Your objective:
Rewrite the items below, changing "leafy green tree" to "tall leafy tree" and keeping everything else the same. Leave the pictures out of your answer.

Record list:
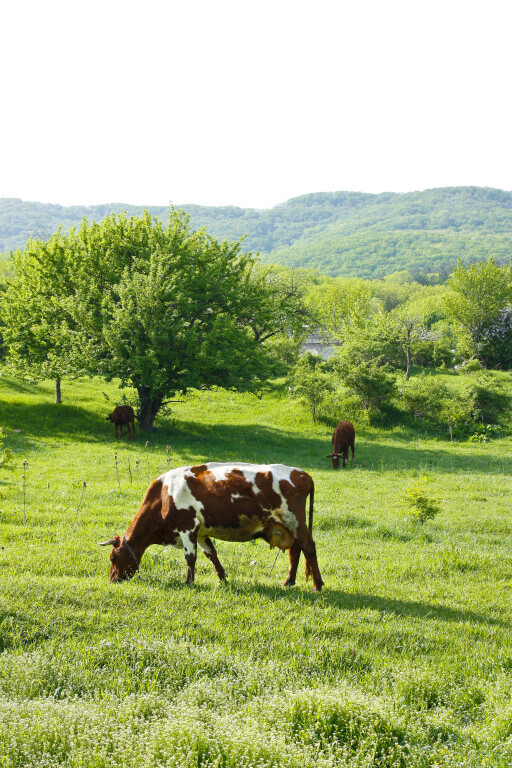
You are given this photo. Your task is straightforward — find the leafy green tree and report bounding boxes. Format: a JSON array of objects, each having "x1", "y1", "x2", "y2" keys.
[
  {"x1": 290, "y1": 353, "x2": 334, "y2": 421},
  {"x1": 1, "y1": 230, "x2": 85, "y2": 403},
  {"x1": 6, "y1": 210, "x2": 308, "y2": 430},
  {"x1": 341, "y1": 360, "x2": 397, "y2": 422},
  {"x1": 308, "y1": 277, "x2": 371, "y2": 340},
  {"x1": 444, "y1": 257, "x2": 512, "y2": 362}
]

Solution:
You are given this photo. Your task is straightforward — find the tall leafy tree and report bounding boxes. Format: a JSON array of objects, each having "x1", "y1", "x2", "y2" keys.
[
  {"x1": 290, "y1": 353, "x2": 334, "y2": 421},
  {"x1": 1, "y1": 230, "x2": 85, "y2": 403},
  {"x1": 6, "y1": 210, "x2": 308, "y2": 430},
  {"x1": 341, "y1": 360, "x2": 397, "y2": 422},
  {"x1": 308, "y1": 277, "x2": 371, "y2": 340},
  {"x1": 444, "y1": 257, "x2": 512, "y2": 362}
]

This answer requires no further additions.